• **Extrait de la page**
-------
En fauteuil, aveugle… Certaines personnes sont atteints d’handicap physique ou sensoriel qui ne les empêchent pas d’être parents. Il existe des structures adaptées qui les accompagnent.
Il y a 33 ans, Martine Vermillard, puéricultrice, travaille dans une PMI. Elle reçoit en consultation une mère qui est aveugle et vient juste d’avoir un bébé. Comment l’accompagner ? Quels conseils lui donner ? Martine est spécialiste de la petite enfance, mais pas du handicap. Elle veut pourtant aider cette jeune mère. Elle organise alors, avec une personne de l’association Valentin Haüy (pour aveugles et malvoyants) une réunion avec des personnes handicapées qui sont parents :
« Ils nous ont raconté leur parcours avec leur enfant, parfois terrifiant avec des suspicions de la part des professionnels, des souffrances liées à la méconnaissance de leur handicap. De peur du signalement, ils essayaient de ne pas se faire remarquer.
On s’est demandé comment on pouvait les aider et on a organisé un groupe de parole entre parents valides et handicapés pour échanger. De fil en aiguille, on s’est dit qu’on pouvait peut-être intervenir avant la naissance du bébé et avec l’aide de Michel Soulé, on a créé un service avec une prise en charge spécifique qui a vu officiellement le jour en août 2010. »
Depuis, le Service d’accompagnement à la parentalité des personnes en situation de handicap (SAPPH) s’est développé en Île-de-France et à Strasbourg (qui couvre l’ensemble de l’Alsace). Cette dernière antenne a, depuis sa création en 2014, accompagné 14 personnes, dont 12 femmes et 2 hommes. D’autre structures existent en France, comme le Centre Papillon à Bordeaux, ou le service Parentalités singulières, mené par la Croix-Rouge française de l’Yonne, ou encore LAEP Capucine à Mulhouse.
-------
• **Données fournies**

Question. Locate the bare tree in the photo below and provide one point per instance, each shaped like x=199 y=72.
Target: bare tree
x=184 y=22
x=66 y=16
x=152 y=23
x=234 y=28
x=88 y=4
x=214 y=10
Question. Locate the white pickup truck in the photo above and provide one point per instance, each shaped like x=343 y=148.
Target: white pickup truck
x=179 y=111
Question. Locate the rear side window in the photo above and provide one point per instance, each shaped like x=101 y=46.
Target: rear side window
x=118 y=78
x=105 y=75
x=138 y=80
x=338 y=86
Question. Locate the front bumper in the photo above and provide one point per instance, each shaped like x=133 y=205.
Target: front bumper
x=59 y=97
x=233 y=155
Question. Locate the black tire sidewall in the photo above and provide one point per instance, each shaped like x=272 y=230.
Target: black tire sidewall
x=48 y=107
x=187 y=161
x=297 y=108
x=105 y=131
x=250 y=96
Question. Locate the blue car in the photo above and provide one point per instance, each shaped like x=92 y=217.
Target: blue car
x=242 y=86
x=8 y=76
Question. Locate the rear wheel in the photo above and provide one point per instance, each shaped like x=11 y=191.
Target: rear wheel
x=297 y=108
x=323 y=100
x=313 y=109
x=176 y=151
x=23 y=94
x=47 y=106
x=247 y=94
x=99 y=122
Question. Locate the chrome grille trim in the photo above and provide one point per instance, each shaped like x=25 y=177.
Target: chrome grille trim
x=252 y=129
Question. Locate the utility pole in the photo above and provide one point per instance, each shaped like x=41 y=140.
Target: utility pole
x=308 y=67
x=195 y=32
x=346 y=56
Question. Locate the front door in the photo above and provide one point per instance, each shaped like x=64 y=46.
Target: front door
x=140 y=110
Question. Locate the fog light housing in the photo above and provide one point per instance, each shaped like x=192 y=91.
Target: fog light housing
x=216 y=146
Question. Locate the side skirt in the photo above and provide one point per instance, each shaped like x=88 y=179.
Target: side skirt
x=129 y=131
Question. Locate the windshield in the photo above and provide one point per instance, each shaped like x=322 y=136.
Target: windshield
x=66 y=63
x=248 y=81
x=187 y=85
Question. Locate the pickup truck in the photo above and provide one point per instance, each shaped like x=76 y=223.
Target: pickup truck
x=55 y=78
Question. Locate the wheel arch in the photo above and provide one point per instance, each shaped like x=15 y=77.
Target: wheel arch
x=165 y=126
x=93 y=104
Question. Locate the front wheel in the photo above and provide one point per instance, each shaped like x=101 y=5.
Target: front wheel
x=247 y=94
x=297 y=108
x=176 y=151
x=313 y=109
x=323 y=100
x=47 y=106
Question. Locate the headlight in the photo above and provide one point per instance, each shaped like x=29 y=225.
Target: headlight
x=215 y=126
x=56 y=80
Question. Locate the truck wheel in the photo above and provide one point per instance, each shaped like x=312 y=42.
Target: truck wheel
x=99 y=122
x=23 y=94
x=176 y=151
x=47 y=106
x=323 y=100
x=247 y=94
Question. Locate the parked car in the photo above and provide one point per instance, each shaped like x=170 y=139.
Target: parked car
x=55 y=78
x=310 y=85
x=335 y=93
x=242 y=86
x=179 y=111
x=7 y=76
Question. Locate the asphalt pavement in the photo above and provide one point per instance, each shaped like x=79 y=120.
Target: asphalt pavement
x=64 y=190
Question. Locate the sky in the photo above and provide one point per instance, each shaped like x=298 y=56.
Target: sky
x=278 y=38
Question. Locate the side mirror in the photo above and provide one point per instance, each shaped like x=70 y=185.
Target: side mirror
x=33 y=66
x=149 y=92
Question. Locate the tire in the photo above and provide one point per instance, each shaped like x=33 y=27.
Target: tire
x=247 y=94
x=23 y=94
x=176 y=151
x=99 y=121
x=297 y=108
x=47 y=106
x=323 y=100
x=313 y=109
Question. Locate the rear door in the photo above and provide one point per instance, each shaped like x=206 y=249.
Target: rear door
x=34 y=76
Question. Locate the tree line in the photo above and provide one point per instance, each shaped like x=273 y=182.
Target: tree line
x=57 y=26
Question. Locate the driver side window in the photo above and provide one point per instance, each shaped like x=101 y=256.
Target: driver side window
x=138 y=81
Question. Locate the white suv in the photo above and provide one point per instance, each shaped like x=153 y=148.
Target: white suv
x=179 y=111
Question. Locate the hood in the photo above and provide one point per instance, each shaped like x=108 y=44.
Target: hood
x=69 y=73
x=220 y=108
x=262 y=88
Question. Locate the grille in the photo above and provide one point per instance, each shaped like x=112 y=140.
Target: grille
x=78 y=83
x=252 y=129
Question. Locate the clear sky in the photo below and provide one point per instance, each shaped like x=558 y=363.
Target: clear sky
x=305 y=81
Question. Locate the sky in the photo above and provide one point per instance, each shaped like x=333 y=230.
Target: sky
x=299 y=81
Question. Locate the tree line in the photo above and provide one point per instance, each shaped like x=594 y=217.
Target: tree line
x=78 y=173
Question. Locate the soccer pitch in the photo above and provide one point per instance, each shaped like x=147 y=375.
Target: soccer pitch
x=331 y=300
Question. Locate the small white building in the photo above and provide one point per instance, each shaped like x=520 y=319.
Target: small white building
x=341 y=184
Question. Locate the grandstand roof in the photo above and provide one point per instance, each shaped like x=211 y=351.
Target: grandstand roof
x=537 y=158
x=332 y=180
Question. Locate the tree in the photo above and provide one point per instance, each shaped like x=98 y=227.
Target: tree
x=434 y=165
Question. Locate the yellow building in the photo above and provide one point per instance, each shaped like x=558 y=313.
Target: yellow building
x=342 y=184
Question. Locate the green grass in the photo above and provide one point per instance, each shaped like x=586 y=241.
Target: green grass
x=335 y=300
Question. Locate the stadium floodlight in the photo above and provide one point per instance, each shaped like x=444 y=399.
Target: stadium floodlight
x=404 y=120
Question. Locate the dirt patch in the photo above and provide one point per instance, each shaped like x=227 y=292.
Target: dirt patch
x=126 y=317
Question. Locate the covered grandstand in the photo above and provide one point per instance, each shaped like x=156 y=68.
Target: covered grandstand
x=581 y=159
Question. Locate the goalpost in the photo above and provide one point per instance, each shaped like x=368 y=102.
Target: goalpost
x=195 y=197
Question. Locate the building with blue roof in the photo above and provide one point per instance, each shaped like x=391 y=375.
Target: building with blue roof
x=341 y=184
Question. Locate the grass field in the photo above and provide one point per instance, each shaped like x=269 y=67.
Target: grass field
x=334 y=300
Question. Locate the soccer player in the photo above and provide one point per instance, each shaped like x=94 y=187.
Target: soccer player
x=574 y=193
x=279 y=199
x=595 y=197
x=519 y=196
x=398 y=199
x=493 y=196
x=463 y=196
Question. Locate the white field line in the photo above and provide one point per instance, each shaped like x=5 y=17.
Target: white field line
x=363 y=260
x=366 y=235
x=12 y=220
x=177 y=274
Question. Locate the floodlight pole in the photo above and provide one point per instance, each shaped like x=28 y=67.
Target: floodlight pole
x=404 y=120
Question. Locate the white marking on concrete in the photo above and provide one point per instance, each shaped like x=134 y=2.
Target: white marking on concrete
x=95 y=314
-------
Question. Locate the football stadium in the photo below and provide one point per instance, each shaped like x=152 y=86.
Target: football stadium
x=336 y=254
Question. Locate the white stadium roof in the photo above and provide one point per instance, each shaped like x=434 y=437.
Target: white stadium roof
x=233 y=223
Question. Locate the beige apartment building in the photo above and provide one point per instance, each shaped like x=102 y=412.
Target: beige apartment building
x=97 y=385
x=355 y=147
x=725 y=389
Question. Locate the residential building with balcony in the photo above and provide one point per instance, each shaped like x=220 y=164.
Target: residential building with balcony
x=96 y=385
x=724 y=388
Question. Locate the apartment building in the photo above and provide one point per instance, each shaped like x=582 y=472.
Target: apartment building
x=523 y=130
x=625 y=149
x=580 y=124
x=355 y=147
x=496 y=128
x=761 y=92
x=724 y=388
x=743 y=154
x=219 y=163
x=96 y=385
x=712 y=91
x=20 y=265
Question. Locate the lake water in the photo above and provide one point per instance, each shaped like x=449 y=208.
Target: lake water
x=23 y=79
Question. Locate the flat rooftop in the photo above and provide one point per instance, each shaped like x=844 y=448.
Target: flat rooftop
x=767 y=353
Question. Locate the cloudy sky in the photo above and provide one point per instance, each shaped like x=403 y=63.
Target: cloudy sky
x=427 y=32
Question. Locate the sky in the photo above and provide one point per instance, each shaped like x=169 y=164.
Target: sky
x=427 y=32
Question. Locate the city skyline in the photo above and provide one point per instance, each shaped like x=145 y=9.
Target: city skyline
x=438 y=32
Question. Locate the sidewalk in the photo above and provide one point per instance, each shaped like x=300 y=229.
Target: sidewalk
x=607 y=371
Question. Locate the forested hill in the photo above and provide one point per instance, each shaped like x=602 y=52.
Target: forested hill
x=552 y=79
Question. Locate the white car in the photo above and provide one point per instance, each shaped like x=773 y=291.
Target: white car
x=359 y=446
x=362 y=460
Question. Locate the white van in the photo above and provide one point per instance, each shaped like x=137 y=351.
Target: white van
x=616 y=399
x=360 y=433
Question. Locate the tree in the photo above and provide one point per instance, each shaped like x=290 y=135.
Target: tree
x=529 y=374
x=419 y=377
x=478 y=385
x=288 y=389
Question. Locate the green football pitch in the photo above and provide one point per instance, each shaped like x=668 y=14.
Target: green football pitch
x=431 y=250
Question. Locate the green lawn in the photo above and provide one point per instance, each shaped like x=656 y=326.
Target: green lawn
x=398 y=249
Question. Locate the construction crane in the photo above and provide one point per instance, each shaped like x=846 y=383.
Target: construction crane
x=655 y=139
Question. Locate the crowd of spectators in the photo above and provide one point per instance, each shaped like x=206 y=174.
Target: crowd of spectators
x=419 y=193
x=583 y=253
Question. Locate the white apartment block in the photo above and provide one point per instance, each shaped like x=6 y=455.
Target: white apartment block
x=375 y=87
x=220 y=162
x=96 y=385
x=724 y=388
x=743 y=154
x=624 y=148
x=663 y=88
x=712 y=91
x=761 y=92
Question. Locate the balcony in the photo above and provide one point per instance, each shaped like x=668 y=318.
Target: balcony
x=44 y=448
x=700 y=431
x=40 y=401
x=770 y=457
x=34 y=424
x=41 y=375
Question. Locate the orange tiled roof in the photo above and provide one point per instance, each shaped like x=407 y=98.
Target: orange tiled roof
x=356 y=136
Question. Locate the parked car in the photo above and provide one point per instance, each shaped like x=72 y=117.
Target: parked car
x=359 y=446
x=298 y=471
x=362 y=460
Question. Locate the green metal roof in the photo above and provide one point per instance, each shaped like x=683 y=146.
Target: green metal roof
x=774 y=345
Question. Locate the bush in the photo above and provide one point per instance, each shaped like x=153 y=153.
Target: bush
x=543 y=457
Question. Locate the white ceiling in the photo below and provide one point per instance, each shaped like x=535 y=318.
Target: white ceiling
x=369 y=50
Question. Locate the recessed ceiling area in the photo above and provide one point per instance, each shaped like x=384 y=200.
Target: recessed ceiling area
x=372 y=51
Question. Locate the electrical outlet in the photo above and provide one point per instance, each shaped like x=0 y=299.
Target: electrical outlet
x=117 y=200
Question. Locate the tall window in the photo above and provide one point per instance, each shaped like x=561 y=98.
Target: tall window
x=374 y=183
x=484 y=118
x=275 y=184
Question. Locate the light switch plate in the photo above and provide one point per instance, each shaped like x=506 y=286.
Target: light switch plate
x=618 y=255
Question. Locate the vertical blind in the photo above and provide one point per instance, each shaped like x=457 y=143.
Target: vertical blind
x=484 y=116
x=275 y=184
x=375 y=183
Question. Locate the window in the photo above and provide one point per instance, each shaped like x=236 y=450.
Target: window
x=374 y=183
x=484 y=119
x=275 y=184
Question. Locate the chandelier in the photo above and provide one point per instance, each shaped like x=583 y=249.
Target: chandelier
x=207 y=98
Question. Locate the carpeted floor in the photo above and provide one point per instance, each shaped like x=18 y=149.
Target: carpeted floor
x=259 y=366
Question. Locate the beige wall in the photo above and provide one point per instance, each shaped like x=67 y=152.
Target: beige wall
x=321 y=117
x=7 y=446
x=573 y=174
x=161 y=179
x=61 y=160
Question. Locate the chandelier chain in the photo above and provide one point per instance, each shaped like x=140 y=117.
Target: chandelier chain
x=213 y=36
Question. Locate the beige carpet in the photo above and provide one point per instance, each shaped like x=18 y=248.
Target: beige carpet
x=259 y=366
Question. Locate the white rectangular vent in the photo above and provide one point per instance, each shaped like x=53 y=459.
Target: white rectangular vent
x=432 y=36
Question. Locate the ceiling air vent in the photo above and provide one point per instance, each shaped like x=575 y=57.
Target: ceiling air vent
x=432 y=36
-------
• **À faire**
**A)** Traduisez en anglais cette phrase de l'extrait sur les parents handicapés : « Martine est spécialiste de la petite enfance, mais pas du handicap. »
**B)** Rédigez la suite de l'extrait sur les parents handicapés, à partir de sa dernière phrase.

• **Résultats par tâche**
**A)** Martine is a specialist in early childhood, but not in disability.

**B)**
Ces services peuvent accompagner les parents, dans toutes les étapes :
- Anticipation de la parentalité,
- Temps de la grossesse,
- Accouchement,
- Retour à domicile,
- De la naissance aux 7 ans de l’enfant.
Car les professionnels de santé ne sont pas toujours formés à l’accompagnement du futur parent, comme le rappelle la puéricultrice :
« De plus en plus de personnes les accompagnent correctement. Mais pendant longtemps, il y avait 2 grandes tendances :
- L’évitement : il n’y a pas de problème, on fait comme avec tout le monde.
- Ou « la pauvre, elle ne va pas y arriver », voir : « pourquoi vous vous embêtez avec un enfant… »
Or le handicap ne constitue pas l’identité d’une femme ou d’une future mère. Il faut considérer le sujet et non le handicap. »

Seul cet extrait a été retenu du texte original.